Reproduce all of the data below line for line, changing nothing.

═════ MATERIAL FOR THE TASK

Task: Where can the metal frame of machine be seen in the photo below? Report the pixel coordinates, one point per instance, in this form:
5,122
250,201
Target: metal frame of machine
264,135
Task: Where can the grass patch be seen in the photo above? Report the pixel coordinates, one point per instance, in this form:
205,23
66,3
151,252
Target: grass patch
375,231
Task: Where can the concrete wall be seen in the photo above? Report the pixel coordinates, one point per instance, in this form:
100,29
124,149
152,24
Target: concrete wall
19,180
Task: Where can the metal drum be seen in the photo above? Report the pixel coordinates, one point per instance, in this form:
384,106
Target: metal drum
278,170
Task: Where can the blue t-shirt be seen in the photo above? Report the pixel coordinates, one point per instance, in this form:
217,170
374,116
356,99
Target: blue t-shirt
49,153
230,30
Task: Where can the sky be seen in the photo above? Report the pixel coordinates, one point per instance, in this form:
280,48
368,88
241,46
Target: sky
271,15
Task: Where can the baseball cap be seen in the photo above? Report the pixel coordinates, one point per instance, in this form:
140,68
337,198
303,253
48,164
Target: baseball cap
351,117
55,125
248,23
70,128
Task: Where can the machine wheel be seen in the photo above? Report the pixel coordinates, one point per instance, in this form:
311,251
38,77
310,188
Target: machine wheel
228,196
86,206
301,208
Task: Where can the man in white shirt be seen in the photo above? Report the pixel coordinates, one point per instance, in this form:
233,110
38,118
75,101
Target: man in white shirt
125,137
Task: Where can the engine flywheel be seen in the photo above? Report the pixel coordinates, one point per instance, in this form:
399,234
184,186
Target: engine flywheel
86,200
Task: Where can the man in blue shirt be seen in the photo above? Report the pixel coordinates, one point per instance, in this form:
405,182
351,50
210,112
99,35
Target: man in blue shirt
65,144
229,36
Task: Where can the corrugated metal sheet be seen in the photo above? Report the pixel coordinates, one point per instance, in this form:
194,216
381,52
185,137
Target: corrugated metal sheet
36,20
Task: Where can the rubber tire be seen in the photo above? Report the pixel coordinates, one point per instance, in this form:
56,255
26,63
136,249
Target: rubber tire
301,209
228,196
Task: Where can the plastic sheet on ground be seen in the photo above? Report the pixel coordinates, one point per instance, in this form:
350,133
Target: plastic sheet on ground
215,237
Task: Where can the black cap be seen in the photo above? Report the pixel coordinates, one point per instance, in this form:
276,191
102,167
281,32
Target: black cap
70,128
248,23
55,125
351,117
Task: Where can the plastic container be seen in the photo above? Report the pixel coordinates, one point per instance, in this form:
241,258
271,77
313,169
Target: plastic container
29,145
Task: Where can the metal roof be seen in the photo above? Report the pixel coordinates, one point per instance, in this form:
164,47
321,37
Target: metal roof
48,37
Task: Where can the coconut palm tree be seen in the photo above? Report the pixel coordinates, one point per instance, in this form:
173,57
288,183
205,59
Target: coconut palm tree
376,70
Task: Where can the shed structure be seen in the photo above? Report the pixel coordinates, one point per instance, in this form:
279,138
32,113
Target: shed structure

══════════

WORKED SOLUTION:
Task: Where can the metal frame of machine be seen in the photo below? Report the pixel coordinates, one point per instance, in this form:
5,122
250,201
Target: metal frame of machine
264,135
Task: Where can the grass patch be seen in the photo above? Report the pixel coordinates, one point per instance, in this form:
205,23
66,3
151,252
Target: grass patch
375,231
Task: Where can the concrete wall be seen in the photo above? Report the pixel coordinates, one point per instance, in this form:
100,29
124,149
152,24
Target: concrete wall
19,180
Task: Where can the metal drum be seen in the photo above? Report the pixel coordinates, one point per instance, in this form:
384,106
Target: metal drum
278,170
Task: Where can the blue t-shirt be seen in the photo above? Report the pixel coordinates, one point per instance, in this form:
217,170
374,116
356,99
Target: blue t-shirt
49,153
230,30
Task: Where can the sky be seen in the photo above? Report the pixel coordinates, one point per instance, in this form:
280,48
368,88
241,46
Target: sky
271,15
Task: Where can the baseball cap be seen in the photo above? Report the pixel coordinates, one point per instance, in this form:
140,68
337,198
303,253
48,164
Target: baseball cap
351,117
55,125
248,23
70,128
Task: Where can the machine wheel be seen in the photo above? Report the pixel coordinates, one point per instance, in this form:
311,251
38,77
310,188
Target: machine wheel
228,196
86,206
301,208
Task: Where can the man in white shirt be seen in the photo above? Report the pixel coordinates, one point per instance, in this form:
233,110
38,118
75,101
Target: man in white shirt
125,137
Task: Where can the engine flywheel be seen in the photo above? Report the pixel coordinates, one point per instance, in this form:
399,234
184,186
Target: engine flywheel
86,200
Task: Where can the man in blue shirt be seen in the photo above? Report the pixel coordinates, one point per instance, in this form:
405,182
351,50
210,112
99,35
Target: man in blue shirt
65,144
229,36
Task: Where can the corrugated metal sheet be seen in the photo above? Report the pixel coordinates, one point per instance, in this form:
194,216
381,52
185,137
Target: corrugated metal sheet
36,20
Task: Where can the rubber tire be seen in the photo above? Report the pixel coordinates, one point per instance, in this form:
56,255
26,63
136,249
Target: rubber tire
301,209
228,196
Task: Where can the plastic sheet on ground be seen in the photo above? Report the pixel coordinates, one point per instance, in this form:
350,133
Target: plastic sheet on ground
215,237
Task: Where can the black cap be seen in the photo above? Report the pixel coordinates, one point per instance, in this form:
276,191
102,167
281,32
Target: black cap
70,128
248,23
55,125
351,117
Task: Where can the plastic container be seen in the photo above? Report the pixel coordinates, one point per instance, in this form:
241,258
271,77
313,169
Target: plastic container
29,145
Task: Where can the metal roof be seen in the photo above? Report the pixel coordinates, one point per instance, in this form:
164,47
321,37
Target: metal roof
48,37
Task: Where can the coconut palm tree be seen in the photo above? Report the pixel coordinates, one point per instance, in this form:
173,57
288,183
205,59
Target: coconut palm tree
376,70
Task: Where can the shed structure be seen in the photo above? Report the pixel coordinates, one point per instance, in this form:
279,138
32,113
Target: shed structure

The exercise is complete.